Write out all of the data below again, swapping "positive clicks" for "foreground clicks" wherever it occurs and leaving everything else unchanged.

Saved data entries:
* * * * * * * * *
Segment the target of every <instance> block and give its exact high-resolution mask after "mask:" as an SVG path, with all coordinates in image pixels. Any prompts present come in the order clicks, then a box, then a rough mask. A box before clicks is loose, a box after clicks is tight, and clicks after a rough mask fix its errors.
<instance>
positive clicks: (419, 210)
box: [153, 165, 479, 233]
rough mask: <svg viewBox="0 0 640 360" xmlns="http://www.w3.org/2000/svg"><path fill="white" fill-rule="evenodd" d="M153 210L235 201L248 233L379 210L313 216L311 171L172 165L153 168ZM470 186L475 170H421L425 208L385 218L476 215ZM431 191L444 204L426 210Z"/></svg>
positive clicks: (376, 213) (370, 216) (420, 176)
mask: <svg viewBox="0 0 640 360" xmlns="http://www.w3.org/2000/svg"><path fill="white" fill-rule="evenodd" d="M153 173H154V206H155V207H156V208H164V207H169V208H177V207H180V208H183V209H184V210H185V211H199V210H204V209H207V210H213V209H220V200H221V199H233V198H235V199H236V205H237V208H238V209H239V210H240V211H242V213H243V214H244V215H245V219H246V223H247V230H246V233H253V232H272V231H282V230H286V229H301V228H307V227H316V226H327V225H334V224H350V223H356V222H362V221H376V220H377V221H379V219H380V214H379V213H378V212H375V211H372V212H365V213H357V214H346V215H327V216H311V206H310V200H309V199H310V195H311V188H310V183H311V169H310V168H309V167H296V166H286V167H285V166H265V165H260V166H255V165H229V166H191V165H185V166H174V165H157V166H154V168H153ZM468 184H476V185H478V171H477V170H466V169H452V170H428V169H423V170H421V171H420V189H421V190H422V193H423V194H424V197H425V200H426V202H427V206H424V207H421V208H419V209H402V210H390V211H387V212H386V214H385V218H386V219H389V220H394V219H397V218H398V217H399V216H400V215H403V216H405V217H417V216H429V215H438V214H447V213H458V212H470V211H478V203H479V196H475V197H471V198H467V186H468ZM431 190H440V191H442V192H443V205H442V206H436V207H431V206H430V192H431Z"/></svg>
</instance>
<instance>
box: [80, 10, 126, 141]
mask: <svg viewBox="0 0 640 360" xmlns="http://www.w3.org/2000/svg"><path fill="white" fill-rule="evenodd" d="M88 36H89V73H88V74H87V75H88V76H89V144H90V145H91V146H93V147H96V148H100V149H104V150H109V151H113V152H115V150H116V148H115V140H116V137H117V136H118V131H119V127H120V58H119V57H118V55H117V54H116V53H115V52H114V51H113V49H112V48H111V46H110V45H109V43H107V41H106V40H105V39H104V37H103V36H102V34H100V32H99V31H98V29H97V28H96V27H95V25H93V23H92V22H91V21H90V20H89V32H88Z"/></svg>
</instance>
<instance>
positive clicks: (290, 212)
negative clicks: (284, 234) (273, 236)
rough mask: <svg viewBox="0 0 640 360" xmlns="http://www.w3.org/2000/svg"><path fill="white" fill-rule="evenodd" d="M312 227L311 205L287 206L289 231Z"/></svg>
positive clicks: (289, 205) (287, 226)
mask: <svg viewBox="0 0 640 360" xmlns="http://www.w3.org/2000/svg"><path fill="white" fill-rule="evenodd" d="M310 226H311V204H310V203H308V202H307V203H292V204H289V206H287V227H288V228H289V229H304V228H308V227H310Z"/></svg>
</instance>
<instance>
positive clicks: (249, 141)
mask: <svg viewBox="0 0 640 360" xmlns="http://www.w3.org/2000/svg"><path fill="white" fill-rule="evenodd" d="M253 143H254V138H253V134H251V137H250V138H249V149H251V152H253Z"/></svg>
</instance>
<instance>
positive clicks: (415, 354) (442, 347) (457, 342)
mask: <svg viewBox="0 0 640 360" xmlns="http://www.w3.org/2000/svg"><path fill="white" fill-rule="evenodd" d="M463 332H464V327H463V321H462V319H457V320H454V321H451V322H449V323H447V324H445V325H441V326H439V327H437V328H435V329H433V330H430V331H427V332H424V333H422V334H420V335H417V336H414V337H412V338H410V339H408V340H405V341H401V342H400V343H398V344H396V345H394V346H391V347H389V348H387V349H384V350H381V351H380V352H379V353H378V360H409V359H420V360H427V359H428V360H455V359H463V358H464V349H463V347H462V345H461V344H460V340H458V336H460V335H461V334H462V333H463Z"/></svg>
* * * * * * * * *
> Problem solution
Segment the target of every <instance> block and give its exact high-resolution mask after "mask:" as an SVG path, with all coordinates in image pixels. Any prompts present come in the order clicks, then a box, then a rough mask. A box before clicks is loose, a box after clicks is tight, and clicks after a rough mask fix its errors.
<instance>
foreground clicks: (419, 210)
box: [153, 165, 479, 233]
rough mask: <svg viewBox="0 0 640 360" xmlns="http://www.w3.org/2000/svg"><path fill="white" fill-rule="evenodd" d="M153 210L235 201L248 233L379 210L313 216L311 171L172 165L153 168ZM470 186L475 170H421L425 208L385 218L476 215ZM431 191L444 204L426 210Z"/></svg>
foreground clicks: (376, 213) (370, 216) (420, 176)
mask: <svg viewBox="0 0 640 360" xmlns="http://www.w3.org/2000/svg"><path fill="white" fill-rule="evenodd" d="M153 173H154V206H155V207H156V208H164V207H169V208H177V207H180V208H183V209H184V210H185V211H199V210H204V209H207V210H213V209H220V200H221V199H233V198H235V199H236V205H237V208H238V209H239V210H240V211H242V213H243V214H244V215H245V219H246V223H247V230H246V233H253V232H272V231H282V230H286V229H301V228H307V227H316V226H327V225H334V224H350V223H356V222H362V221H376V220H377V221H379V219H380V214H379V213H378V212H375V211H372V212H365V213H357V214H346V215H327V216H311V206H310V200H309V199H310V195H311V188H310V183H311V169H310V168H309V167H296V166H286V167H285V166H265V165H260V166H255V165H229V166H191V165H185V166H174V165H157V166H154V168H153ZM468 184H476V185H478V171H477V170H466V169H452V170H428V169H423V170H421V171H420V189H421V190H422V193H423V194H424V197H425V200H426V202H427V206H424V207H421V208H419V209H402V210H390V211H387V212H386V214H385V218H386V219H389V220H394V219H397V218H398V217H399V216H400V215H403V216H405V217H417V216H429V215H438V214H447V213H458V212H470V211H478V203H479V196H475V197H471V198H467V186H468ZM431 190H440V191H442V192H443V205H442V206H436V207H431V206H430V192H431Z"/></svg>
</instance>
<instance>
box: [80, 10, 126, 141]
mask: <svg viewBox="0 0 640 360" xmlns="http://www.w3.org/2000/svg"><path fill="white" fill-rule="evenodd" d="M88 36H89V73H88V74H87V75H88V76H89V144H90V145H91V146H93V147H96V148H100V149H104V150H109V151H113V152H115V150H116V148H115V140H116V137H117V136H118V131H119V127H120V58H119V57H118V55H117V54H116V53H115V52H114V51H113V49H112V48H111V46H110V45H109V43H107V41H106V40H105V39H104V37H103V36H102V34H100V32H99V31H98V29H97V28H96V27H95V25H93V23H92V22H91V21H90V20H89V32H88Z"/></svg>
</instance>
<instance>
foreground clicks: (290, 212)
negative clicks: (284, 234) (273, 236)
rough mask: <svg viewBox="0 0 640 360" xmlns="http://www.w3.org/2000/svg"><path fill="white" fill-rule="evenodd" d="M312 227L311 205L287 206L289 231Z"/></svg>
foreground clicks: (289, 205) (287, 226)
mask: <svg viewBox="0 0 640 360" xmlns="http://www.w3.org/2000/svg"><path fill="white" fill-rule="evenodd" d="M310 226H311V204H310V203H308V202H307V203H292V204H289V206H287V227H288V228H289V229H304V228H308V227H310Z"/></svg>
</instance>
<instance>
foreground clicks: (249, 141)
mask: <svg viewBox="0 0 640 360" xmlns="http://www.w3.org/2000/svg"><path fill="white" fill-rule="evenodd" d="M253 143H254V138H253V134H251V137H250V138H249V149H251V152H253Z"/></svg>
</instance>
<instance>
foreground clicks: (415, 354) (442, 347) (457, 342)
mask: <svg viewBox="0 0 640 360" xmlns="http://www.w3.org/2000/svg"><path fill="white" fill-rule="evenodd" d="M463 332H464V327H463V321H462V319H457V320H454V321H451V322H449V323H447V324H445V325H441V326H439V327H437V328H435V329H433V330H430V331H427V332H424V333H422V334H420V335H417V336H414V337H412V338H410V339H408V340H405V341H401V342H400V343H398V344H396V345H394V346H391V347H389V348H387V349H384V350H381V351H380V352H379V353H378V360H409V359H420V360H427V359H428V360H455V359H463V358H464V349H463V347H462V345H461V344H460V340H458V336H460V335H461V334H462V333H463Z"/></svg>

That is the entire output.